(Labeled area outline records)
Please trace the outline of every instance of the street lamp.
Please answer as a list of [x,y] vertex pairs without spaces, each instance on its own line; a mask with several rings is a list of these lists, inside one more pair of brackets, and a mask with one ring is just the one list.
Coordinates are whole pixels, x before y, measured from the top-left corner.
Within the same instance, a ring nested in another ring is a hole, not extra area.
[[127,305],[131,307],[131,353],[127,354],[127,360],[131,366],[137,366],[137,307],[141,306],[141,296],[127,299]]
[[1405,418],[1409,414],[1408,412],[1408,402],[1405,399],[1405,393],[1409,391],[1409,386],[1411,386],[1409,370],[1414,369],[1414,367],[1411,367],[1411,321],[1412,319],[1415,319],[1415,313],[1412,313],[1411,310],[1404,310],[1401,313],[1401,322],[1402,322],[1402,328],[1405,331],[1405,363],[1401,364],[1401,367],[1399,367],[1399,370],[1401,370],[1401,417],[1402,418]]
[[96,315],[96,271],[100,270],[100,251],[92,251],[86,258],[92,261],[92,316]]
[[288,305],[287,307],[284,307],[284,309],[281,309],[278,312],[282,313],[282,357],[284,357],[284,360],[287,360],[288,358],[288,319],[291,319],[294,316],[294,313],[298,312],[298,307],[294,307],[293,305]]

Work instructions:
Copy the records word for word from the first line through the line that contains "Please answer as".

Output of the exercise:
Please trace the outline of every instance of the street lamp.
Please answer as a list of [x,y] vertex pairs without spaces, each instance on its own line; a mask with several rings is a list of these lists, inside one more pair of brackets, and a mask with one ring is just the one list.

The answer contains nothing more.